▶ STATED PROBLEM: Copy out every line of the entries below word for word, leaving out the pictures.

▶ STORED DATA:
** Start **

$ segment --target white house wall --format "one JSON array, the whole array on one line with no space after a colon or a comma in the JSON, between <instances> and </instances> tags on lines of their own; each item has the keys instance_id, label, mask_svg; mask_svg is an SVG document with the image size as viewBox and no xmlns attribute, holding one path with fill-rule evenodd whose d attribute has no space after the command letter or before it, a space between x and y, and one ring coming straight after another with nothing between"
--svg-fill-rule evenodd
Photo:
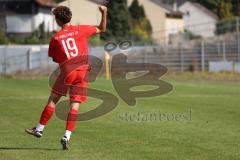
<instances>
[{"instance_id":1,"label":"white house wall","mask_svg":"<svg viewBox=\"0 0 240 160\"><path fill-rule=\"evenodd\" d=\"M165 37L168 41L171 34L178 34L184 31L184 21L181 18L167 18L165 28Z\"/></svg>"},{"instance_id":2,"label":"white house wall","mask_svg":"<svg viewBox=\"0 0 240 160\"><path fill-rule=\"evenodd\" d=\"M72 10L72 23L97 25L100 23L101 14L98 4L88 0L66 0L59 5L67 6Z\"/></svg>"},{"instance_id":3,"label":"white house wall","mask_svg":"<svg viewBox=\"0 0 240 160\"><path fill-rule=\"evenodd\" d=\"M44 22L45 31L53 31L57 29L54 16L49 10L40 8L39 13L34 16L34 29L37 29L41 23Z\"/></svg>"},{"instance_id":4,"label":"white house wall","mask_svg":"<svg viewBox=\"0 0 240 160\"><path fill-rule=\"evenodd\" d=\"M7 15L6 24L7 33L29 33L33 28L31 15Z\"/></svg>"},{"instance_id":5,"label":"white house wall","mask_svg":"<svg viewBox=\"0 0 240 160\"><path fill-rule=\"evenodd\" d=\"M185 28L195 35L212 37L216 30L216 19L206 14L191 3L185 3L179 8L184 13ZM187 15L187 12L189 15Z\"/></svg>"}]
</instances>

** End **

▶ RESULT OF THE TASK:
$ segment --target white house wall --format "one JSON array, the whole array on one line with no space after a colon or a comma in the JSON, between <instances> and </instances> tags on lines of their own; each item has the keys instance_id, label, mask_svg; mask_svg is an SVG document with the image size as viewBox and no xmlns attribute, holding one path with fill-rule evenodd whose d attribute has no space after the command letter or before it, a space between x and y, and one ring coming straight after another with nothing between"
--svg-fill-rule evenodd
Photo:
<instances>
[{"instance_id":1,"label":"white house wall","mask_svg":"<svg viewBox=\"0 0 240 160\"><path fill-rule=\"evenodd\" d=\"M165 37L168 41L171 34L178 34L184 31L184 21L181 18L167 18L165 28Z\"/></svg>"},{"instance_id":2,"label":"white house wall","mask_svg":"<svg viewBox=\"0 0 240 160\"><path fill-rule=\"evenodd\" d=\"M72 10L72 23L97 25L100 23L101 14L98 4L88 0L66 0L59 5L67 6Z\"/></svg>"},{"instance_id":3,"label":"white house wall","mask_svg":"<svg viewBox=\"0 0 240 160\"><path fill-rule=\"evenodd\" d=\"M44 22L45 31L53 31L57 29L54 16L49 10L40 8L39 13L34 16L34 29L37 29L41 23Z\"/></svg>"},{"instance_id":4,"label":"white house wall","mask_svg":"<svg viewBox=\"0 0 240 160\"><path fill-rule=\"evenodd\" d=\"M7 15L6 24L7 33L29 33L33 28L31 15Z\"/></svg>"},{"instance_id":5,"label":"white house wall","mask_svg":"<svg viewBox=\"0 0 240 160\"><path fill-rule=\"evenodd\" d=\"M185 28L195 35L212 37L216 30L216 19L206 14L191 3L185 3L179 8L184 13ZM187 15L187 12L189 15Z\"/></svg>"}]
</instances>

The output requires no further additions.